Records provided =
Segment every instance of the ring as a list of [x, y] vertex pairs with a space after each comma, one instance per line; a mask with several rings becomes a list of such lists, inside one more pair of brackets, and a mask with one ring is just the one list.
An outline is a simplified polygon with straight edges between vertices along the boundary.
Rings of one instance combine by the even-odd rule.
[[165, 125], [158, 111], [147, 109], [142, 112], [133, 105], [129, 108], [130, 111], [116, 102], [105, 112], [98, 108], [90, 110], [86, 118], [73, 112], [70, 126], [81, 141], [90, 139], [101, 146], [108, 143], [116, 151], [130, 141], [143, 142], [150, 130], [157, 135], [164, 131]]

* * *

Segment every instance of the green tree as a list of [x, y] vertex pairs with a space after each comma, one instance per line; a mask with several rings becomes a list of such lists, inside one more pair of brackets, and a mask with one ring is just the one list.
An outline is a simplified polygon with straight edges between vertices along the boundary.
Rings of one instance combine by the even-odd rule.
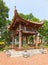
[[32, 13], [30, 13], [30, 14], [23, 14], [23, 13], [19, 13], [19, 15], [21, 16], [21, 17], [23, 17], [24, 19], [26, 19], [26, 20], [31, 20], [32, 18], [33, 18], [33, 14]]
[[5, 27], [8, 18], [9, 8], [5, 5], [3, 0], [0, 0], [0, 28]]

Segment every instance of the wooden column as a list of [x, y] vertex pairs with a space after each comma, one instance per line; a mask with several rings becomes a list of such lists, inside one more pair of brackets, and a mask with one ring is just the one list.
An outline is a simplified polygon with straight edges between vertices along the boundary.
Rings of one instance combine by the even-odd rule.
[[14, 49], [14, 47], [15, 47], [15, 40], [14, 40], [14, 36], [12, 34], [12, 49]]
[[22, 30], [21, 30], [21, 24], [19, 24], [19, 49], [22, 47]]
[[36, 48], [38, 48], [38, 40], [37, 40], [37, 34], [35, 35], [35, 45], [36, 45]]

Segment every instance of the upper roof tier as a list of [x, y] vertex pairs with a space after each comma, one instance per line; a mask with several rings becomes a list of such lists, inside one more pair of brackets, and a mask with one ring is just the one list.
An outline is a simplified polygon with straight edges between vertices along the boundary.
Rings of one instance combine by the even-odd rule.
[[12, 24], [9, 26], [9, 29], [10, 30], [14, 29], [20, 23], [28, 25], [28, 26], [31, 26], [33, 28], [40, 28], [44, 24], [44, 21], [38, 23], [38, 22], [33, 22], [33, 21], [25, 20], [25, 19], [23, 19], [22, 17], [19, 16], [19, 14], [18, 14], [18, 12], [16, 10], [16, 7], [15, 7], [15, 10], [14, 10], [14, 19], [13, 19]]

==

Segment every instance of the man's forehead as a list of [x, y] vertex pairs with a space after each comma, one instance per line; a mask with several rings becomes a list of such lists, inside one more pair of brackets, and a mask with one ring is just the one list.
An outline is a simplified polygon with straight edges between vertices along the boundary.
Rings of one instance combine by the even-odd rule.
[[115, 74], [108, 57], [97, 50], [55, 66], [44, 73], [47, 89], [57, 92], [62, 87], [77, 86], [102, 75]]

The request =
Rewrite everything from the line containing "Segment every instance of the wooden" down to the line containing "45], [36, 45]]", renaming "wooden column" to "timber post" and leaving all else as it stands.

Answer for the task =
Segment every instance of the timber post as a list of [x, y] vertex pairs with a space after each comma, one instance per line; a mask with several rings becomes a list of such lists, inside one more pair of brackets, and a mask with one ring is just the one list.
An outline is a simplified polygon with straight edges between vertices along the boundary.
Rings of one instance combine by the even-odd rule.
[[14, 49], [14, 47], [15, 47], [15, 40], [14, 40], [14, 36], [12, 34], [12, 49]]
[[22, 30], [21, 30], [21, 24], [19, 24], [19, 49], [22, 47]]
[[36, 48], [38, 48], [38, 40], [37, 40], [37, 34], [35, 35], [35, 45], [36, 45]]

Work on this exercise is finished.